• [Problem to solve]:
Output every record exactly, and nothing more.

• [Records]:
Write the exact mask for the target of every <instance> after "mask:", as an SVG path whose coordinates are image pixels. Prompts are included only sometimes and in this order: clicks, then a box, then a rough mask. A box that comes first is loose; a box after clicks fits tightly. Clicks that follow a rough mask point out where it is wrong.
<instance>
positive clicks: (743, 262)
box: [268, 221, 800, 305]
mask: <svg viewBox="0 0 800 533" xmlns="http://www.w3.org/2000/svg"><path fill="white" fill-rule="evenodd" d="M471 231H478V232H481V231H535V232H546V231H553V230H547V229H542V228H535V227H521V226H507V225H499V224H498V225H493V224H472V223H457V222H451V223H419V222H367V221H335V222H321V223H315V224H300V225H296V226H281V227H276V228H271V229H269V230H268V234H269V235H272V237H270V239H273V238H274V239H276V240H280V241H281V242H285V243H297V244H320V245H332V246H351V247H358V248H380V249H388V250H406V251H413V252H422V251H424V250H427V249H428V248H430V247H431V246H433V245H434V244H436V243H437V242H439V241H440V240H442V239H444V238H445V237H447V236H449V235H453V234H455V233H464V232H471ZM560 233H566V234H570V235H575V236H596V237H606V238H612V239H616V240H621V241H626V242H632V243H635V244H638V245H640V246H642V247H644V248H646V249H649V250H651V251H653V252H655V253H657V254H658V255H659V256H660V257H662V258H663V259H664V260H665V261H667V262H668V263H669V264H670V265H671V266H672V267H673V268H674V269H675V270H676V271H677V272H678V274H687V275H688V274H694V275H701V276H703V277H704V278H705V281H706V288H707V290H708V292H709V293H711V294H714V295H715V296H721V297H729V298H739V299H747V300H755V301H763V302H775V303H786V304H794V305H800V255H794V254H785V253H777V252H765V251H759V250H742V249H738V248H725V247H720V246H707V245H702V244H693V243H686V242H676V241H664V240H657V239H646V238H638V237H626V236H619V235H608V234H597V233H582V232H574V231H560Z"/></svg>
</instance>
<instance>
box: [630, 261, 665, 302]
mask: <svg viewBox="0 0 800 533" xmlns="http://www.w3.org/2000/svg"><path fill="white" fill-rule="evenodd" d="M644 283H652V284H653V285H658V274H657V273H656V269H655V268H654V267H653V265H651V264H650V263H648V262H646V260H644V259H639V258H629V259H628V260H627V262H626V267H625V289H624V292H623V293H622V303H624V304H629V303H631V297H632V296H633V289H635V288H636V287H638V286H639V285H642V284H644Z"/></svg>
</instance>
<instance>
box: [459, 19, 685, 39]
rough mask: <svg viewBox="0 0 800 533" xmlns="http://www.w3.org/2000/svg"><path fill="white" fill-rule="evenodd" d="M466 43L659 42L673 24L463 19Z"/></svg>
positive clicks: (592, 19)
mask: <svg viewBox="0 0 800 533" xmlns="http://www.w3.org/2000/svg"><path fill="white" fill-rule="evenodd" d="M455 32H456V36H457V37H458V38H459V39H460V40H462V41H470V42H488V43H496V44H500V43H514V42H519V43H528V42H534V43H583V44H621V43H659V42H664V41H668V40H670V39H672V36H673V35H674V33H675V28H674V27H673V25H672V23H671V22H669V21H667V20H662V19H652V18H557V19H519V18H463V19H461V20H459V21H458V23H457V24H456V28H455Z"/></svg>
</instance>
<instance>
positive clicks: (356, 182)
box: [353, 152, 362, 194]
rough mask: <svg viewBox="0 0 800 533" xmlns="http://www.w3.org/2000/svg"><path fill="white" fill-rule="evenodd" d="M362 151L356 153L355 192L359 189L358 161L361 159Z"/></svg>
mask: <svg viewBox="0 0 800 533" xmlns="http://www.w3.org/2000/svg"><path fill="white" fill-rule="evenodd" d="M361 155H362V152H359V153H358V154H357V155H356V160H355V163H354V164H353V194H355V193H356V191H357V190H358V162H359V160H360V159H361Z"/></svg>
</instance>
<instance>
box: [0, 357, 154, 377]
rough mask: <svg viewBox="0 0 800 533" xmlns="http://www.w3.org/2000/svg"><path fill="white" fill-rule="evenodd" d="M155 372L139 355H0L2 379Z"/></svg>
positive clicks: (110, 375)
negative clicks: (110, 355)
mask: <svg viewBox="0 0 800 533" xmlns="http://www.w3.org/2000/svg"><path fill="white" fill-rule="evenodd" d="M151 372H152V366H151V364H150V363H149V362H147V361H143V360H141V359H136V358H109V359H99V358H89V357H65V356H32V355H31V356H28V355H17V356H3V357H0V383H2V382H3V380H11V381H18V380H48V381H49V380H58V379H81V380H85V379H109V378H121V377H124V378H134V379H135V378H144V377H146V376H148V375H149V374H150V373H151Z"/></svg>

• [Answer to the exercise]:
Write the exact mask for the target of every <instance> after "mask:", as an SVG path whose coordinates are image pixels. Prompts are included only sometimes and in this order: clicks, then a box, then a rough mask. A box that comes first is loose; a box after clicks fits tightly. Clicks that follow a rough mask point out where it is wrong.
<instance>
positive clicks: (743, 262)
box: [268, 221, 800, 305]
mask: <svg viewBox="0 0 800 533" xmlns="http://www.w3.org/2000/svg"><path fill="white" fill-rule="evenodd" d="M471 231H478V232H481V231H535V232H546V231H553V230H547V229H542V228H535V227H521V226H507V225H499V224H498V225H493V224H472V223H457V222H451V223H419V222H367V221H335V222H321V223H315V224H300V225H296V226H281V227H276V228H271V229H269V230H268V234H269V235H272V237H270V239H273V238H274V239H276V240H280V241H281V242H285V243H297V244H320V245H332V246H351V247H358V248H380V249H388V250H406V251H413V252H422V251H424V250H427V249H428V248H430V247H431V246H433V245H434V244H436V243H437V242H439V241H440V240H442V239H444V238H445V237H447V236H449V235H453V234H455V233H464V232H471ZM560 233H566V234H570V235H575V236H596V237H606V238H612V239H616V240H621V241H626V242H632V243H635V244H638V245H640V246H642V247H644V248H646V249H649V250H651V251H653V252H655V253H657V254H658V255H659V256H660V257H662V258H663V259H664V260H665V261H667V262H668V263H669V264H670V265H671V266H672V267H673V268H674V269H675V270H676V271H677V272H678V274H687V275H688V274H694V275H701V276H703V277H704V278H705V281H706V288H707V290H708V292H709V293H711V294H714V295H715V296H721V297H729V298H739V299H747V300H755V301H763V302H775V303H786V304H794V305H800V255H794V254H785V253H777V252H765V251H759V250H742V249H738V248H725V247H720V246H707V245H702V244H693V243H686V242H676V241H664V240H657V239H646V238H638V237H626V236H619V235H608V234H597V233H582V232H574V231H560Z"/></svg>
</instance>
<instance>
box: [630, 261, 665, 302]
mask: <svg viewBox="0 0 800 533" xmlns="http://www.w3.org/2000/svg"><path fill="white" fill-rule="evenodd" d="M644 283H652V284H653V285H658V274H657V273H656V269H655V268H654V267H653V265H651V264H650V263H648V262H646V260H644V259H639V258H629V259H628V260H627V262H626V267H625V289H624V292H623V293H622V303H624V304H629V303H631V297H632V296H633V289H635V288H636V287H638V286H639V285H642V284H644Z"/></svg>
</instance>
<instance>
box: [459, 19, 685, 39]
rough mask: <svg viewBox="0 0 800 533" xmlns="http://www.w3.org/2000/svg"><path fill="white" fill-rule="evenodd" d="M466 43L659 42L673 24L463 19Z"/></svg>
positive clicks: (592, 19)
mask: <svg viewBox="0 0 800 533" xmlns="http://www.w3.org/2000/svg"><path fill="white" fill-rule="evenodd" d="M455 32H456V36H457V37H458V38H459V39H460V40H462V41H470V42H488V43H496V44H500V43H514V42H519V43H528V42H534V43H583V44H621V43H659V42H664V41H668V40H670V39H672V36H673V35H674V33H675V28H674V27H673V25H672V23H671V22H669V21H667V20H662V19H652V18H557V19H519V18H463V19H461V20H459V21H458V23H457V24H456V28H455Z"/></svg>
</instance>
<instance>
positive clicks: (356, 182)
box: [353, 152, 362, 194]
rough mask: <svg viewBox="0 0 800 533" xmlns="http://www.w3.org/2000/svg"><path fill="white" fill-rule="evenodd" d="M362 151L356 153L355 192L359 189L358 161L361 159Z"/></svg>
mask: <svg viewBox="0 0 800 533" xmlns="http://www.w3.org/2000/svg"><path fill="white" fill-rule="evenodd" d="M361 155H362V152H359V153H358V154H357V155H356V160H355V163H354V164H353V194H355V193H356V191H357V190H358V162H359V160H360V159H361Z"/></svg>
</instance>
<instance>
box: [0, 357, 154, 377]
rough mask: <svg viewBox="0 0 800 533" xmlns="http://www.w3.org/2000/svg"><path fill="white" fill-rule="evenodd" d="M155 372L139 355H0L2 379Z"/></svg>
positive clicks: (110, 375)
negative clicks: (110, 355)
mask: <svg viewBox="0 0 800 533" xmlns="http://www.w3.org/2000/svg"><path fill="white" fill-rule="evenodd" d="M151 372H152V366H151V364H150V363H149V362H147V361H143V360H141V359H136V358H109V359H99V358H89V357H65V356H32V355H31V356H28V355H17V356H3V357H0V383H2V382H3V380H11V381H18V380H48V381H49V380H58V379H81V380H85V379H109V378H121V377H124V378H134V379H135V378H144V377H146V376H148V375H149V374H150V373H151Z"/></svg>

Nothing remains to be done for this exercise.